**PROBLEM STATEMENT**
Below is a listing. Write out exactly its lines between the one holding "patchwork field -> box" and the one holding "rock -> box", inclusive.

**DATA EXTRACT**
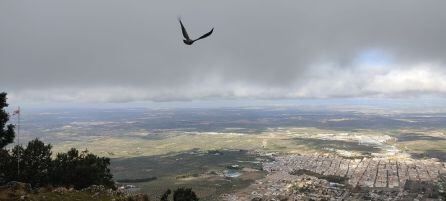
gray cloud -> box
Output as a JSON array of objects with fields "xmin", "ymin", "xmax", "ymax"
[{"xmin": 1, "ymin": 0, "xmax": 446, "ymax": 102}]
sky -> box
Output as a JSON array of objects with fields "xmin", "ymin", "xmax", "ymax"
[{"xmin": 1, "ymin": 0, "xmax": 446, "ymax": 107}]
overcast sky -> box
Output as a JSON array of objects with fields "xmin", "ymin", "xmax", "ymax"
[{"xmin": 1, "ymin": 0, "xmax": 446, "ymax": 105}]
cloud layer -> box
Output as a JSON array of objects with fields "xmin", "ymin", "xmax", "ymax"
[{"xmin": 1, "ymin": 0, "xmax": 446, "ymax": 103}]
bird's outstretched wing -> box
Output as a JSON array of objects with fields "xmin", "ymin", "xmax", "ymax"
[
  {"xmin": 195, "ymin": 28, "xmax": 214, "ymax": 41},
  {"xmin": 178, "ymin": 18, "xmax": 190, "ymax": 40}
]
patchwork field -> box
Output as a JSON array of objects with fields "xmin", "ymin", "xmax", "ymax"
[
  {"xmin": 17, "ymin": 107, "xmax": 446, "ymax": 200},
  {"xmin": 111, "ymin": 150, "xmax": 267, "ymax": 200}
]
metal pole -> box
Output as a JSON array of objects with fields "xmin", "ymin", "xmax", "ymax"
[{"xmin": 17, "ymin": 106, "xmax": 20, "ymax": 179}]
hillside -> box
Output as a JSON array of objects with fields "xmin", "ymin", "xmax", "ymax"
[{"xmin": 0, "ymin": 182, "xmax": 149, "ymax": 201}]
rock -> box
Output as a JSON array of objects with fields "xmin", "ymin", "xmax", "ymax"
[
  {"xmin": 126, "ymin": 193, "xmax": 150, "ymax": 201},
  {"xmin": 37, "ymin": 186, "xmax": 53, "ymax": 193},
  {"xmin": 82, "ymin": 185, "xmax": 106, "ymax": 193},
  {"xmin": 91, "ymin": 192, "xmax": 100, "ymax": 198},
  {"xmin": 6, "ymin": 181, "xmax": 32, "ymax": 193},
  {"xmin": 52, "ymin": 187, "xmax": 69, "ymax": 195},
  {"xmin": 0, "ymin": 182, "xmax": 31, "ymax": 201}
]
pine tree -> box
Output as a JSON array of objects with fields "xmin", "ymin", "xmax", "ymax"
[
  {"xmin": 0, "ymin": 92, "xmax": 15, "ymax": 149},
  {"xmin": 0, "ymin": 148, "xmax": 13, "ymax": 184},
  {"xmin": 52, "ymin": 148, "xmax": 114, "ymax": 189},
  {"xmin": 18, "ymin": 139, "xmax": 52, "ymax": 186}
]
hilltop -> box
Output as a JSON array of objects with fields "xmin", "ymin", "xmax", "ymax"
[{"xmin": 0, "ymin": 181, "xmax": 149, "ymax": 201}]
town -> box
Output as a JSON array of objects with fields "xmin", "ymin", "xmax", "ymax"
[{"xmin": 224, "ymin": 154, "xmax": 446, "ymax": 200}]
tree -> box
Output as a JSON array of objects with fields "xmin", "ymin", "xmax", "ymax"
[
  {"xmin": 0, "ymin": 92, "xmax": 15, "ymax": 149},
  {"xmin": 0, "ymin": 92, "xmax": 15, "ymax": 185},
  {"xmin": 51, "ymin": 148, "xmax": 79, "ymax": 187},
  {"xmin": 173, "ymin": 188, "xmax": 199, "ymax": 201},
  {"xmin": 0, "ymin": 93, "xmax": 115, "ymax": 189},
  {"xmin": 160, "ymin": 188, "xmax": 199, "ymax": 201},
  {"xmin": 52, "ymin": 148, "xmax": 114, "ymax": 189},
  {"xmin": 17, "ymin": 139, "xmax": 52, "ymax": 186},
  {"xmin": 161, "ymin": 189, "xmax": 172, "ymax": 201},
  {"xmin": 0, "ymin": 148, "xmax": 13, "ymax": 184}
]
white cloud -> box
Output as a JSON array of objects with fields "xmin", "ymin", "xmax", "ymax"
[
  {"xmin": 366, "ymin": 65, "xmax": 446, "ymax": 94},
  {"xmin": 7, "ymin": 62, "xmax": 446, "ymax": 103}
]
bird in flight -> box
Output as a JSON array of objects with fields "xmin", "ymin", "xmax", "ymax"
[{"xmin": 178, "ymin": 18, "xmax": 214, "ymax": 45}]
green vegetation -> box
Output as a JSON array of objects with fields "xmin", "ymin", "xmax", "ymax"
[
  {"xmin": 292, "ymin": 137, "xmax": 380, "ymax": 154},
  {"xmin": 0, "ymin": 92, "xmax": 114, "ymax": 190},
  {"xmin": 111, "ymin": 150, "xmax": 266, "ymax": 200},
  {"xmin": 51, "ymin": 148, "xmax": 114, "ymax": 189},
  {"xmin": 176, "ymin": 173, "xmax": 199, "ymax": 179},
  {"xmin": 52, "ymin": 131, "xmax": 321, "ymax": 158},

**EXPECTED ANSWER**
patchwork field -> box
Output as a JSON array of objects with fields "xmin", "ymin", "xmax", "ymax"
[
  {"xmin": 17, "ymin": 107, "xmax": 446, "ymax": 200},
  {"xmin": 111, "ymin": 150, "xmax": 267, "ymax": 200}
]
metal pole -> box
Output as a JSON array of objects with fields "xmin", "ymin", "xmax", "ymax"
[{"xmin": 17, "ymin": 106, "xmax": 20, "ymax": 179}]
hillside -> box
Output as a JSON array of objects with fields "xmin", "ymin", "xmax", "ymax"
[{"xmin": 0, "ymin": 182, "xmax": 149, "ymax": 201}]
rock -> box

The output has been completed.